Work to complete >> Return each line from the records below that includes the string "target", copied in full.

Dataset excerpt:
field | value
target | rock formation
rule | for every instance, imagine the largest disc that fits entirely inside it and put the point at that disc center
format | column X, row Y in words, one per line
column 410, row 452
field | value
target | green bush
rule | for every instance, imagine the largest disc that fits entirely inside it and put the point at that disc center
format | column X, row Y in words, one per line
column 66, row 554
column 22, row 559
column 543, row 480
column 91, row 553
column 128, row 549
---
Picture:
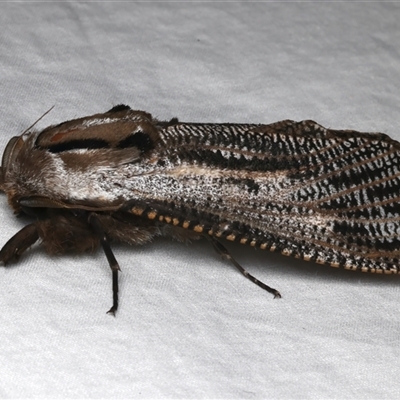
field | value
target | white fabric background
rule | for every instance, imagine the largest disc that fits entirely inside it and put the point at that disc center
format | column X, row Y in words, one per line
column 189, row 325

Answer >>
target | rock formation
target | green bush
target | white fabric background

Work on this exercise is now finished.